Task details:
The number needed is how many lines of the data hold the string "plate". Give that number and nothing more.

Material for this task:
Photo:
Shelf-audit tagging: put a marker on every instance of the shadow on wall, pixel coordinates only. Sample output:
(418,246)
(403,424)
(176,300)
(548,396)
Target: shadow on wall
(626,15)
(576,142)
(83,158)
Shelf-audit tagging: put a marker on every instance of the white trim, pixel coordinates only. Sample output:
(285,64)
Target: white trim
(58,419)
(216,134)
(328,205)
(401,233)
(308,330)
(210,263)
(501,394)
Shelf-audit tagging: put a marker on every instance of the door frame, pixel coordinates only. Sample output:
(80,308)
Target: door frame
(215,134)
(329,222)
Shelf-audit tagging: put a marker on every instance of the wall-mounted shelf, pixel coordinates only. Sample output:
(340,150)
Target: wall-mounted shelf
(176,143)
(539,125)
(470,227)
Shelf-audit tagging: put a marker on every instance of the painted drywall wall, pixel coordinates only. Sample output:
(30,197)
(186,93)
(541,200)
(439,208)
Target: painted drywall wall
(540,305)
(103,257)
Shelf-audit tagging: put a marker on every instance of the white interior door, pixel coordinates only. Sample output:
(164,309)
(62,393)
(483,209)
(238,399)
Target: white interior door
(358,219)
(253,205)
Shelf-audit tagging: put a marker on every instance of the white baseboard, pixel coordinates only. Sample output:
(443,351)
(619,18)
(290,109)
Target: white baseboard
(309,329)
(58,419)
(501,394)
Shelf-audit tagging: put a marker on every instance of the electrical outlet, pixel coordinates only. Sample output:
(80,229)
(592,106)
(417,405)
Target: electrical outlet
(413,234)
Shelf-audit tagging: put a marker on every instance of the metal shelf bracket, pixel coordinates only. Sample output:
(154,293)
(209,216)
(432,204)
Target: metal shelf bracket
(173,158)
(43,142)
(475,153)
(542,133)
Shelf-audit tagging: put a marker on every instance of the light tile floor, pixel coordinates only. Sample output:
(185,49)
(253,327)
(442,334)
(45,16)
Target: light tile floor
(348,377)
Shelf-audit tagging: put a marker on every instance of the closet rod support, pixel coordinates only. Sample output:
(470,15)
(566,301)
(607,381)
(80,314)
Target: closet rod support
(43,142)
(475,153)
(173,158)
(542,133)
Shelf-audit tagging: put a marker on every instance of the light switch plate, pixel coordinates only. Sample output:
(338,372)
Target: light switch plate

Exercise output:
2